(ABOUT THIS EXERCISE)
Go to the line holding "Each <instance> block asks" in the entries below and write out exactly every line down to and including the line holding "box: [8, 0, 810, 498]".

##### DATA RECORDS

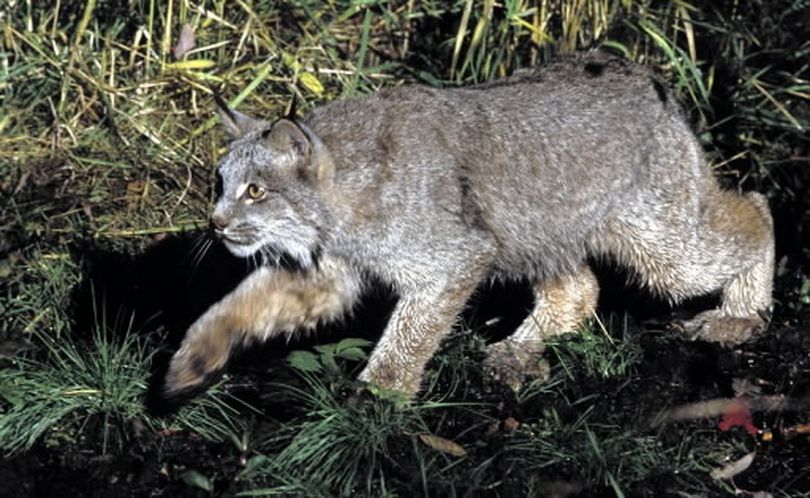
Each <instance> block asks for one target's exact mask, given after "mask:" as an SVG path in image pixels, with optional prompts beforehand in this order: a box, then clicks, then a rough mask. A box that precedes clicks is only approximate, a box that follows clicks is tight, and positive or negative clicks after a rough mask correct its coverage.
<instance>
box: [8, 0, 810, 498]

##########
##### DATA RECORDS

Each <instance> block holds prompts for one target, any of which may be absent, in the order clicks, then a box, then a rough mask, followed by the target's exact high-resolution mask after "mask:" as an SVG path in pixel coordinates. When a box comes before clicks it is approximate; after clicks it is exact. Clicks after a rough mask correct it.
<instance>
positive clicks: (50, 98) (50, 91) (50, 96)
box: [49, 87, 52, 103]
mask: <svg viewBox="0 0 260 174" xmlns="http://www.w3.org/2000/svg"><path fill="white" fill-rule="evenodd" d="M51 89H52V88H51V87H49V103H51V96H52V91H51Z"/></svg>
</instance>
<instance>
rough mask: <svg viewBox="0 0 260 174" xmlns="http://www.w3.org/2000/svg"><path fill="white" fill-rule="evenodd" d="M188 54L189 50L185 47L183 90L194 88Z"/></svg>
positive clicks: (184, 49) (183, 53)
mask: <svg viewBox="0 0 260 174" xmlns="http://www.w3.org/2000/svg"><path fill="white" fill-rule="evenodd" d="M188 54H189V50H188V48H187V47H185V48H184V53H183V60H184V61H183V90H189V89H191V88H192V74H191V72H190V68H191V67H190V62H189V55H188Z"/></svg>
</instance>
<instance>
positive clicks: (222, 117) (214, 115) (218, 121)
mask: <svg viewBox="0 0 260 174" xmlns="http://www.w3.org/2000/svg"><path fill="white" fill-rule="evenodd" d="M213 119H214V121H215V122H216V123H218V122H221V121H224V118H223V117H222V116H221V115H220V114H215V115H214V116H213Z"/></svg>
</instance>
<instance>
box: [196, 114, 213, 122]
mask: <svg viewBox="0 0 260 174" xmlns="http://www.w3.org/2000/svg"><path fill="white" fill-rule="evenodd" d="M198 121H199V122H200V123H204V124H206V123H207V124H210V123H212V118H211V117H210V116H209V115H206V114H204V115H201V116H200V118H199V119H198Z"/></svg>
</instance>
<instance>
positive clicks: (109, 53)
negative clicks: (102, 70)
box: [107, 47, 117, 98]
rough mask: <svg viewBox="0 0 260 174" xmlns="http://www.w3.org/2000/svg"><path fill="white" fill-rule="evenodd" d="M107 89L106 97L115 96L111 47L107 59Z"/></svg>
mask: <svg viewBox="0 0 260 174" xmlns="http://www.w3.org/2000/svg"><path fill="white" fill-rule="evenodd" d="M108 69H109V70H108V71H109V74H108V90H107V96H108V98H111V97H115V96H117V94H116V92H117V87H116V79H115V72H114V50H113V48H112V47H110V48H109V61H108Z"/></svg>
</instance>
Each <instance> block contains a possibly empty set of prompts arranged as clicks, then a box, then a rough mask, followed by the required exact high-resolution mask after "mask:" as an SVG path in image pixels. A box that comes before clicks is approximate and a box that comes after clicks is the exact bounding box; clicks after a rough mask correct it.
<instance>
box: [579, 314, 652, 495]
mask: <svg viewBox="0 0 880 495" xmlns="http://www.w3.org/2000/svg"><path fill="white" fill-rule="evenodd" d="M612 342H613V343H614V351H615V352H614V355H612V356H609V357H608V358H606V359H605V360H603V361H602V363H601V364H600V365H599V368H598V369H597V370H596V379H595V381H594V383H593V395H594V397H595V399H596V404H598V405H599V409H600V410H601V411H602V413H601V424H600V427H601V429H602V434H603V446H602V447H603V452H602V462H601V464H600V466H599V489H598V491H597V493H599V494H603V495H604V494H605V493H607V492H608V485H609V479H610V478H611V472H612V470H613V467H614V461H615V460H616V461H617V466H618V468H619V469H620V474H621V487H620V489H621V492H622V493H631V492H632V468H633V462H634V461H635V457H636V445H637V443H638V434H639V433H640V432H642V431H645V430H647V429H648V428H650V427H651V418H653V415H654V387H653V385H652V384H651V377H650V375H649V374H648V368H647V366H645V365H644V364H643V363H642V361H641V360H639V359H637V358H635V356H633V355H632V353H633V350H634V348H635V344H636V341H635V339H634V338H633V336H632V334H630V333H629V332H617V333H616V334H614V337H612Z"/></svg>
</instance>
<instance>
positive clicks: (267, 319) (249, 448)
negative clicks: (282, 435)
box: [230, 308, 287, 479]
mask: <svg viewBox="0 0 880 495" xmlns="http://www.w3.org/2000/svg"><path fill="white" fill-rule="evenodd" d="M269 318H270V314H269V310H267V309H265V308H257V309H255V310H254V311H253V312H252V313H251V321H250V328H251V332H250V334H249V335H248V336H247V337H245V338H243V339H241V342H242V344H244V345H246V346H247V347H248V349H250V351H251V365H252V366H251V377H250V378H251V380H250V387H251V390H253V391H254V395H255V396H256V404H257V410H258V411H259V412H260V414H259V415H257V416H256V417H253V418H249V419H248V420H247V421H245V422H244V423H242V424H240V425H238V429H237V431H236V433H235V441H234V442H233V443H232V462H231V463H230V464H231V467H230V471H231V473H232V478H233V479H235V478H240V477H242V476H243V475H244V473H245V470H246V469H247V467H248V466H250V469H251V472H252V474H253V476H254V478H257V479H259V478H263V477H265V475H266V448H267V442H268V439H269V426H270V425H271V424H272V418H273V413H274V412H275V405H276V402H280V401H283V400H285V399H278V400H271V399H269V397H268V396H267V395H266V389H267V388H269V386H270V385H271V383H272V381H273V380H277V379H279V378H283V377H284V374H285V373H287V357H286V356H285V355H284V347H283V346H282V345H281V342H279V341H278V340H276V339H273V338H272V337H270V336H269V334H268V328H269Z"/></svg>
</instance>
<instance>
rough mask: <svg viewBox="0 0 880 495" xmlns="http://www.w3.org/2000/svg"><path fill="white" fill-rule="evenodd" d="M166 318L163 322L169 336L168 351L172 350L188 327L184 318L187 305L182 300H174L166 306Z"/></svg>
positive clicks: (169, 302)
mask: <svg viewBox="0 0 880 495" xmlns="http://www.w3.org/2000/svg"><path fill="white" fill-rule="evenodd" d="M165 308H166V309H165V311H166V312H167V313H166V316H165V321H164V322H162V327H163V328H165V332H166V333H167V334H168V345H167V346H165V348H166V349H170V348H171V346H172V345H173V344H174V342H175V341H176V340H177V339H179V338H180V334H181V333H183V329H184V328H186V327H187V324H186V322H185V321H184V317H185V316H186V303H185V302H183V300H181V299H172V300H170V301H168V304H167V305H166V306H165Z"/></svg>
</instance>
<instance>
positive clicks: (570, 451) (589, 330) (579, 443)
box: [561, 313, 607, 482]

##########

(RESULT BELOW)
Each <instance> block asks for one target's exact mask, given after "mask:" as an SVG path in image pixels, with optional prompts beforehand in this order: a box, then clicks, then a rough mask. A box that precedes clicks is only approximate, a box that follows clicks is tight, and positive or negative clicks after a rough mask correct its coverage.
<instance>
box: [8, 0, 810, 498]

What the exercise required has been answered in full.